What this task involves: Reproduce all the material verbatim, down to the last line.
==================================================
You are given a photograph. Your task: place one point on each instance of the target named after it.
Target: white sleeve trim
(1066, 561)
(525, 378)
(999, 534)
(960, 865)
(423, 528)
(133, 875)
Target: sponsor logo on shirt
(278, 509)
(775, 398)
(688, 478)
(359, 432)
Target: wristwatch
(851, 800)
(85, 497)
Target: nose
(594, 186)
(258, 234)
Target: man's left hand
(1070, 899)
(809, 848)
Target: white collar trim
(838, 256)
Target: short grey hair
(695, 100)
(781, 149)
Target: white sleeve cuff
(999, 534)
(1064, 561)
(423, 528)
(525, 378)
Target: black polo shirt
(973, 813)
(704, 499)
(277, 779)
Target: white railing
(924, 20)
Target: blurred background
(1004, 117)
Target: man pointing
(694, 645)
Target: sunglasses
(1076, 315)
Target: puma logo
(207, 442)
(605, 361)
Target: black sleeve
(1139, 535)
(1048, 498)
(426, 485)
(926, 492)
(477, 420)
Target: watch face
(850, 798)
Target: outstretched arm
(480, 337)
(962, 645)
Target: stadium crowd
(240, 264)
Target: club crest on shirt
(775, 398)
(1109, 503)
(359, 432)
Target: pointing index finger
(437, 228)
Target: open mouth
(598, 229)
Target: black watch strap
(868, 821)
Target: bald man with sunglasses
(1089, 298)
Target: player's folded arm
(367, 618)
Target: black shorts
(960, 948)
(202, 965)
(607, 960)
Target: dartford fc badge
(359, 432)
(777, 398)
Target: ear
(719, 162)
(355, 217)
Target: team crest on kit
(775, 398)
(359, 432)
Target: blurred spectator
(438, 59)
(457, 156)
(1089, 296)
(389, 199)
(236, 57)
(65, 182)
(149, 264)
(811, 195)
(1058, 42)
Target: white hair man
==================================================
Solved exercise:
You are given a photograph. Your task: place one point on each instance of the target named after it.
Target: white sleeve trim
(1066, 561)
(525, 378)
(999, 534)
(960, 865)
(423, 528)
(133, 875)
Target: sponsor logo on shirt
(278, 509)
(775, 398)
(688, 478)
(359, 432)
Target: wristwatch
(851, 800)
(85, 497)
Target: nose
(594, 186)
(258, 234)
Target: man's left hand
(1070, 899)
(809, 848)
Target: white collar trim
(838, 256)
Target: short grey hair
(695, 100)
(781, 149)
Target: white sleeve cuff
(999, 534)
(1064, 561)
(423, 528)
(525, 378)
Target: black polo shirt
(973, 813)
(704, 499)
(277, 779)
Target: white railing
(924, 20)
Target: blurred background
(1004, 117)
Target: man pointing
(694, 645)
Target: sunglasses
(1076, 315)
Target: puma logo
(207, 442)
(605, 361)
Target: black sleeve
(1139, 535)
(1048, 498)
(426, 485)
(926, 492)
(477, 420)
Target: watch face
(850, 798)
Target: outstretched arm
(480, 337)
(962, 645)
Target: stadium crowd
(240, 264)
Target: club crest on shirt
(775, 398)
(1109, 503)
(359, 432)
Target: pointing index finger
(437, 228)
Target: open mouth
(598, 229)
Target: black watch strap
(868, 821)
Target: bald man with sunglasses
(1089, 298)
Target: player's folded arm
(367, 618)
Target: black shorts
(960, 948)
(202, 965)
(607, 960)
Target: dartford fc badge
(359, 432)
(777, 398)
Target: ear
(719, 162)
(355, 217)
Target: team crest on kit
(775, 398)
(359, 432)
Target: blurred spectator
(438, 59)
(457, 156)
(1089, 296)
(389, 199)
(236, 57)
(65, 182)
(149, 264)
(811, 195)
(1058, 42)
Target: white hair man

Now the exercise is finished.